■ **EXCERPTED PASSAGE**:
The third word shows up pretty clearly in Kermes vermilio – obviously, it’s vermilion, or, for those who think a hundred thousand is not enough, vermillion – but its true origin has been crushed and bled out. Yet the truth (or the true lie) will worm its way to the surface: it’s Latin vermiculus, diminutive of vermis ‘worm’. Yes, these teeny bugs were called ‘little worms’ by the Romans. The hard carapace of the c was ground out, and it became different things in different languages, such as Italian vermiglione and French vermeil. English Wikipedia says that vermilion – the colour for a long time produced by cinnabar (mercury sulfide, sooo healthy for you) – is a vivid reddish orange, RGB 227/66/52. Which you can see, if you know what those numbers mean, is in the same neighbourhood as crimson but with more green mixed in.

But that’s English, and official colour definition English at that; you may have different ideas about what’s vermilion. Words take different paths for different people. This is especially true in different languages. If you want the most direct translation of the basic, broad, generic colour term red nto Portuguese, it’s vermelho (said like “vermelyoo”)– which, yes, is the same word evolved into Portuguese, with much broadening of sense. But wait! If you want specifically vermilion, Portuguese has a word for that too: vermelhão (the ão is like “ow” but nasalized, so it’s bringing back the n). Catalan has a similar pair: ‘red’ is vermell and ‘vermilion’ is vermiló.

And it all traces back to these little worms that are actually little bugs that eat oaks and then get crushed for colour – or I should say got crushed for colour, since they’ve been supplanted. Etymology and entomology… and chemistry and color theory and history.

dehancement

You know that an enhancement is something that adds features or quality to a thing, or at least is supposed to. Different people like different things, after all; one person’s enhancement is another’s gilding the lily, another’s meh, and another’s dehancement. (Is it a feature or a bug? Depends on who’s using it.) And while we think of enhancements as intended, it’s quite possible to enhance something accidentally – a happy mistake, perhaps.

And, since you know what de- tends to do to a word, you can easily guess what a dehancement is, even if you’ve never seen the word before. And, tidily, there are also both accidental dehancement and deliberate dehancement.

■ **ROWS**:
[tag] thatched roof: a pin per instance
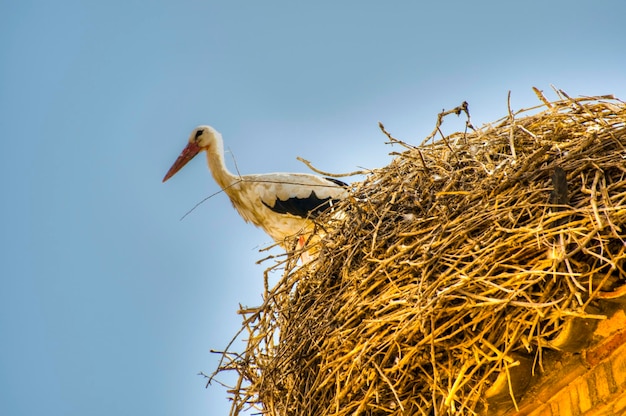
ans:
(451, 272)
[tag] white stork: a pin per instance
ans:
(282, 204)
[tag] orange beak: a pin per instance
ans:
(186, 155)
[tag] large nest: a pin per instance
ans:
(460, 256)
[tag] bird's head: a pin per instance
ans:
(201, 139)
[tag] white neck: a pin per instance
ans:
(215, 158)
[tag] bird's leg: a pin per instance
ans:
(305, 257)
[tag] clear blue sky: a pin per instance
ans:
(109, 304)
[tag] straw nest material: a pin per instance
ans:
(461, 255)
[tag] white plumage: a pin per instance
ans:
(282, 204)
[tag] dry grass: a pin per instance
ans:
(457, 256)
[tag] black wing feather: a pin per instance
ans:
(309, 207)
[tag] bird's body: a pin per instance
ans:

■ **WHAT THIS EXERCISE ASKS**:
1/ In the word-origin passage, what Portuguese word means specifically vermilion?
2/ Retype the word-origin passage, everything from "You know that" down to "happy mistake, perhaps.".

■ **RESULTS**:
1/ Vermelhão.

2/
You know that an enhancement is something that adds features or quality to a thing, or at least is supposed to. Different people like different things, after all; one person’s enhancement is another’s gilding the lily, another’s meh, and another’s dehancement. (Is it a feature or a bug? Depends on who’s using it.) And while we think of enhancements as intended, it’s quite possible to enhance something accidentally – a happy mistake, perhaps.